GIVEN PROBLEM
Copy every line of the records below character for character, leaving nothing out and changing nothing.

LISTING
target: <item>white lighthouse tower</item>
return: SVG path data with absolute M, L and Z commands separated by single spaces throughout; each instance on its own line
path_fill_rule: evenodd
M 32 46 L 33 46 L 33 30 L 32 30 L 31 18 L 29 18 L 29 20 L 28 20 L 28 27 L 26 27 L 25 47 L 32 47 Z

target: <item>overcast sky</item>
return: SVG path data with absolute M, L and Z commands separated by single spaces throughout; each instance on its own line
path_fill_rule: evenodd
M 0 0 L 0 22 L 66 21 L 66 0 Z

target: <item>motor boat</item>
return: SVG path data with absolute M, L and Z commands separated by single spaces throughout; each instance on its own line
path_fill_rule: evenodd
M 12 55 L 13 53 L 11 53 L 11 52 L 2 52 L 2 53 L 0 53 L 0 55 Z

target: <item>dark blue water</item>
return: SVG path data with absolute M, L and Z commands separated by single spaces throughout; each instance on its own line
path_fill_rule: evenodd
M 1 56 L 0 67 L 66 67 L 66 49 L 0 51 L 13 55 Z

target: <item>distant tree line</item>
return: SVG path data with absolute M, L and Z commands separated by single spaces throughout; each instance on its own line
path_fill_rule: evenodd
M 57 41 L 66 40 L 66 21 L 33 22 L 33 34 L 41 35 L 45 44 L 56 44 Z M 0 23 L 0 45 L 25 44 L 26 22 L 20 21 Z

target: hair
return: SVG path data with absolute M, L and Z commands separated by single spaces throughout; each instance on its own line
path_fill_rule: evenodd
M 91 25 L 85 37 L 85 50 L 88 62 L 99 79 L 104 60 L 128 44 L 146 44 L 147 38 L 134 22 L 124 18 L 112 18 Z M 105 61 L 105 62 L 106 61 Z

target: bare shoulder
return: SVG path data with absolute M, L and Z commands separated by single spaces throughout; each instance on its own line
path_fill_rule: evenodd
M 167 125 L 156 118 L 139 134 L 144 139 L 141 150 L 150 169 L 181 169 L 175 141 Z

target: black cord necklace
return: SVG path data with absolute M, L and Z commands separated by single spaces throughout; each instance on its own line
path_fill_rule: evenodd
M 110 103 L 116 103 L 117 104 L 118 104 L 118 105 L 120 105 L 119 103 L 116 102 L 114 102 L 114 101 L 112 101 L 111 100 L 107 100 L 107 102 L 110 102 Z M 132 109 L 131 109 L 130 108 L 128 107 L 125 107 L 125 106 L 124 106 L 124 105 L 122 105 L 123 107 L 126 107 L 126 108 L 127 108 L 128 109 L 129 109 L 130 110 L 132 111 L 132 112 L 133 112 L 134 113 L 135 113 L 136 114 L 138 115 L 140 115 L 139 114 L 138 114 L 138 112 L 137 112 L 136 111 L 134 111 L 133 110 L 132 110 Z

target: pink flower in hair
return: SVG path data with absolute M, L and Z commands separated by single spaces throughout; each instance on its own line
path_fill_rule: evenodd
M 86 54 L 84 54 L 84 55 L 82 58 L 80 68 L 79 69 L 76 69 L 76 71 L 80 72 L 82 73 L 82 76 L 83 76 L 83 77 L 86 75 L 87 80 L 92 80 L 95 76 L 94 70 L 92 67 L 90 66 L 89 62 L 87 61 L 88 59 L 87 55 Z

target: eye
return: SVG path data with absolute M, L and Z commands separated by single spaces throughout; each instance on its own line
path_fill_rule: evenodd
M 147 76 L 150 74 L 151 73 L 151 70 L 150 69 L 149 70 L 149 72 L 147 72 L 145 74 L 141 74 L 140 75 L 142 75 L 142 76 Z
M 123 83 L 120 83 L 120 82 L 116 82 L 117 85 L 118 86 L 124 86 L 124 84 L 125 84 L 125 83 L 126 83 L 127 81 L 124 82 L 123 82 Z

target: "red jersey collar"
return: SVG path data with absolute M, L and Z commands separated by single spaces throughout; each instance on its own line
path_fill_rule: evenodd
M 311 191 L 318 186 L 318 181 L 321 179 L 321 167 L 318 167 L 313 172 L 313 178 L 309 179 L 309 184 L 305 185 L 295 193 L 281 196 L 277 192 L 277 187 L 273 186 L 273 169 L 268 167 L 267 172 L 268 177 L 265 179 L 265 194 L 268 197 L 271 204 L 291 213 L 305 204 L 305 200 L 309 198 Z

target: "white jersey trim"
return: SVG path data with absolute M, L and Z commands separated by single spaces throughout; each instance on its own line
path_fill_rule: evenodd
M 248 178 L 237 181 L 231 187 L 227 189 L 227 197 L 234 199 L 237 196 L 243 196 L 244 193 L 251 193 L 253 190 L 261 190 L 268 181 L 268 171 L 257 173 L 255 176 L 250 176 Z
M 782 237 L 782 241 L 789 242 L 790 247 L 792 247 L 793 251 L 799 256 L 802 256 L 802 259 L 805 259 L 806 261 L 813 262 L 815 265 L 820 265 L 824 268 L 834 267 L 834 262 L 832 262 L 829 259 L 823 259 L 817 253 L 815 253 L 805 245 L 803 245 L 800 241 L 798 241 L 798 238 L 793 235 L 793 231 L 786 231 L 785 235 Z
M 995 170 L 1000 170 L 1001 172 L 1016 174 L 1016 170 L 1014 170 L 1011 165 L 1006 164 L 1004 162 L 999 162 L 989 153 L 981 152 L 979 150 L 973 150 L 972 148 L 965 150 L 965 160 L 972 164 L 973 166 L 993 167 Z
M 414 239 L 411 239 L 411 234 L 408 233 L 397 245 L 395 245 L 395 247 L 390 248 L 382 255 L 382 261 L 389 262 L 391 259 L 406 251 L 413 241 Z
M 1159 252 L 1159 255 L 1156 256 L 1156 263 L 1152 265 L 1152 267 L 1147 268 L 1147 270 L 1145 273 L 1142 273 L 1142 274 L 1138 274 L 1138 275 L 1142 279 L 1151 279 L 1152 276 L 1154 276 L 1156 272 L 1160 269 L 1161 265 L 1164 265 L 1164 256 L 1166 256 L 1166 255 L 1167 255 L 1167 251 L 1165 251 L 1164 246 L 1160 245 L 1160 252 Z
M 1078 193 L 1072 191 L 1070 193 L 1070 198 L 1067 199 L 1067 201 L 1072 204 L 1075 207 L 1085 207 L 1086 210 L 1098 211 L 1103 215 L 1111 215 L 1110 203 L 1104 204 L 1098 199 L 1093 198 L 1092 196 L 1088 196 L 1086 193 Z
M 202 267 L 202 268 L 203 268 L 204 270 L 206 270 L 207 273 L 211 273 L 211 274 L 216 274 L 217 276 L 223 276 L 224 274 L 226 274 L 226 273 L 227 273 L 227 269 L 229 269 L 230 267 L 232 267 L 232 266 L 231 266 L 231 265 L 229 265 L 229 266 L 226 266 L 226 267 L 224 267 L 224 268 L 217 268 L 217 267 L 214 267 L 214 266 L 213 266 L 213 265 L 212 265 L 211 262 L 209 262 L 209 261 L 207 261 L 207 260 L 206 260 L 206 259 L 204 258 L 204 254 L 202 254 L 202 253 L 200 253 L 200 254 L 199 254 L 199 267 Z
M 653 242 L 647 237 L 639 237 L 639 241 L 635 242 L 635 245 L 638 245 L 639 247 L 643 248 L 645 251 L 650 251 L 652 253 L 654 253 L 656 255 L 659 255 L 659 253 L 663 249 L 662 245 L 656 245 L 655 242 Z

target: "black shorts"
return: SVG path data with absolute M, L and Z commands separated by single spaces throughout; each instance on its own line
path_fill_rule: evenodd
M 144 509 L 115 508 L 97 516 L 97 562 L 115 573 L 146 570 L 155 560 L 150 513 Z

TASK SOLUTION
target: <item>white lighthouse tower</item>
return: SVG path data with absolute M, L and Z commands separated by single spaces throughout; each instance on its own line
path_fill_rule: evenodd
M 32 46 L 33 46 L 33 30 L 32 30 L 31 18 L 29 18 L 29 20 L 28 20 L 28 27 L 26 27 L 25 47 L 32 47 Z

target: <item>overcast sky</item>
return: SVG path data with absolute M, L and Z commands separated by single spaces throughout; each instance on its own line
path_fill_rule: evenodd
M 0 0 L 0 22 L 66 21 L 66 0 Z

target: <item>motor boat</item>
return: SVG path data with absolute M, L and Z commands separated by single spaces throughout; each instance on its own line
path_fill_rule: evenodd
M 12 55 L 13 53 L 11 53 L 11 52 L 2 52 L 2 53 L 0 53 L 0 55 Z

target: <item>dark blue water</item>
return: SVG path data with absolute M, L and Z commands separated by single spaces throughout; each instance on its own line
path_fill_rule: evenodd
M 1 56 L 0 67 L 66 67 L 66 49 L 0 51 L 13 55 Z

target: <item>distant tree line</item>
return: SVG path data with absolute M, L and Z commands separated by single spaces throughout; each instance on its own line
path_fill_rule: evenodd
M 57 41 L 66 40 L 66 21 L 33 22 L 33 34 L 41 35 L 45 44 L 56 44 Z M 0 23 L 0 45 L 25 44 L 26 22 L 20 21 Z

target: hair
return: SVG path data with absolute M, L and Z commands separated by single spaces throughout; each instance on its own line
path_fill_rule: evenodd
M 91 25 L 85 37 L 85 50 L 88 62 L 99 79 L 104 60 L 128 44 L 146 44 L 147 38 L 134 22 L 124 18 L 112 18 Z M 105 61 L 105 62 L 106 61 Z

target: bare shoulder
return: SVG path data with absolute M, L and Z commands separated by single spaces throughout; each instance on its own line
path_fill_rule: evenodd
M 167 125 L 156 118 L 139 134 L 144 139 L 141 150 L 150 169 L 181 169 L 175 141 Z

target: black cord necklace
return: SVG path data with absolute M, L and Z commands separated by single spaces throughout; each instance on its own line
path_fill_rule: evenodd
M 110 103 L 116 103 L 117 104 L 118 104 L 118 105 L 120 105 L 119 103 L 116 102 L 114 102 L 114 101 L 112 101 L 111 100 L 107 100 L 107 102 L 110 102 Z M 132 109 L 131 109 L 130 108 L 128 107 L 125 107 L 125 106 L 124 106 L 124 105 L 122 105 L 123 107 L 126 107 L 126 108 L 127 108 L 128 109 L 129 109 L 130 110 L 132 111 L 132 112 L 133 112 L 134 113 L 135 113 L 136 114 L 138 115 L 140 115 L 139 114 L 138 114 L 138 112 L 137 112 L 136 111 L 134 111 L 133 110 L 132 110 Z

target: pink flower in hair
return: SVG path data with absolute M, L and Z commands separated by single spaces throughout; each instance on its own line
path_fill_rule: evenodd
M 86 54 L 84 54 L 84 55 L 82 58 L 80 68 L 79 69 L 76 69 L 76 71 L 80 72 L 82 73 L 82 76 L 83 76 L 83 77 L 86 75 L 87 80 L 92 80 L 95 76 L 94 70 L 92 67 L 90 66 L 89 62 L 87 61 L 88 59 L 87 55 Z

target: eye
return: SVG path data with absolute M, L and Z commands separated by single spaces throughout; each instance on its own line
path_fill_rule: evenodd
M 147 76 L 150 74 L 151 73 L 151 70 L 150 69 L 149 70 L 149 72 L 147 72 L 145 74 L 141 74 L 140 75 L 142 75 L 142 76 Z
M 123 83 L 120 83 L 120 82 L 116 82 L 117 85 L 118 86 L 124 86 L 124 84 L 125 84 L 125 83 L 126 83 L 127 81 L 124 82 L 123 82 Z

target: "red jersey collar"
return: SVG path data with absolute M, L and Z commands separated by single spaces throughout; each instance on its own line
path_fill_rule: evenodd
M 311 191 L 318 186 L 318 181 L 321 179 L 321 167 L 318 167 L 313 172 L 313 178 L 309 179 L 309 184 L 305 185 L 295 193 L 281 196 L 277 192 L 277 187 L 273 186 L 273 169 L 268 167 L 267 172 L 268 177 L 265 179 L 265 194 L 268 197 L 271 204 L 291 213 L 305 204 L 305 200 L 309 198 Z

target: "white jersey trim"
return: SVG path data with absolute M, L and Z commands separated by single spaces throughout; each instance on its own line
path_fill_rule: evenodd
M 248 178 L 237 181 L 231 187 L 227 189 L 227 197 L 234 199 L 237 196 L 243 196 L 244 193 L 251 193 L 253 190 L 261 190 L 268 181 L 268 171 L 257 173 L 255 176 L 250 176 Z
M 782 237 L 782 241 L 789 242 L 790 247 L 792 247 L 793 251 L 799 256 L 802 256 L 802 259 L 805 259 L 806 261 L 813 262 L 815 265 L 820 265 L 824 268 L 834 267 L 834 262 L 832 262 L 829 259 L 823 259 L 817 253 L 815 253 L 805 245 L 803 245 L 800 241 L 798 241 L 798 238 L 793 235 L 793 231 L 786 231 L 785 235 Z
M 995 170 L 1000 170 L 1001 172 L 1016 174 L 1016 170 L 1014 170 L 1011 165 L 1006 164 L 1004 162 L 999 162 L 989 153 L 981 152 L 979 150 L 973 150 L 972 148 L 965 150 L 965 160 L 972 164 L 973 166 L 993 167 Z
M 414 239 L 411 239 L 411 234 L 408 233 L 397 245 L 395 245 L 395 247 L 390 248 L 382 255 L 382 261 L 389 262 L 391 259 L 406 251 L 413 241 Z
M 1159 252 L 1159 255 L 1156 256 L 1156 263 L 1152 265 L 1152 267 L 1147 268 L 1147 270 L 1145 273 L 1142 273 L 1142 274 L 1138 274 L 1138 275 L 1142 279 L 1151 279 L 1152 276 L 1154 276 L 1156 272 L 1160 269 L 1161 265 L 1164 265 L 1164 256 L 1166 256 L 1166 255 L 1167 255 L 1167 251 L 1165 251 L 1164 246 L 1160 245 L 1160 252 Z
M 1078 193 L 1072 191 L 1070 193 L 1070 198 L 1067 199 L 1067 201 L 1072 204 L 1075 207 L 1085 207 L 1086 210 L 1098 211 L 1103 215 L 1111 215 L 1110 203 L 1104 204 L 1098 199 L 1093 198 L 1092 196 L 1088 196 L 1086 193 Z
M 202 267 L 202 268 L 203 268 L 204 270 L 206 270 L 207 273 L 211 273 L 211 274 L 216 274 L 217 276 L 223 276 L 224 274 L 226 274 L 226 273 L 227 273 L 227 269 L 229 269 L 230 267 L 232 267 L 232 266 L 231 266 L 231 265 L 229 265 L 229 266 L 226 266 L 226 267 L 224 267 L 224 268 L 217 268 L 217 267 L 214 267 L 214 266 L 213 266 L 213 265 L 212 265 L 211 262 L 209 262 L 209 261 L 207 261 L 207 260 L 206 260 L 206 259 L 204 258 L 204 254 L 202 254 L 202 253 L 200 253 L 200 254 L 199 254 L 199 267 Z
M 653 242 L 647 237 L 639 237 L 639 241 L 635 242 L 635 245 L 638 245 L 639 247 L 643 248 L 645 251 L 650 251 L 652 253 L 654 253 L 656 255 L 659 255 L 659 253 L 663 249 L 662 245 L 656 245 L 655 242 Z

target: "black shorts"
return: SVG path data with absolute M, L and Z commands separated by single spaces throughout; each instance on its own line
path_fill_rule: evenodd
M 144 509 L 115 508 L 97 516 L 97 562 L 115 573 L 146 570 L 155 560 L 150 513 Z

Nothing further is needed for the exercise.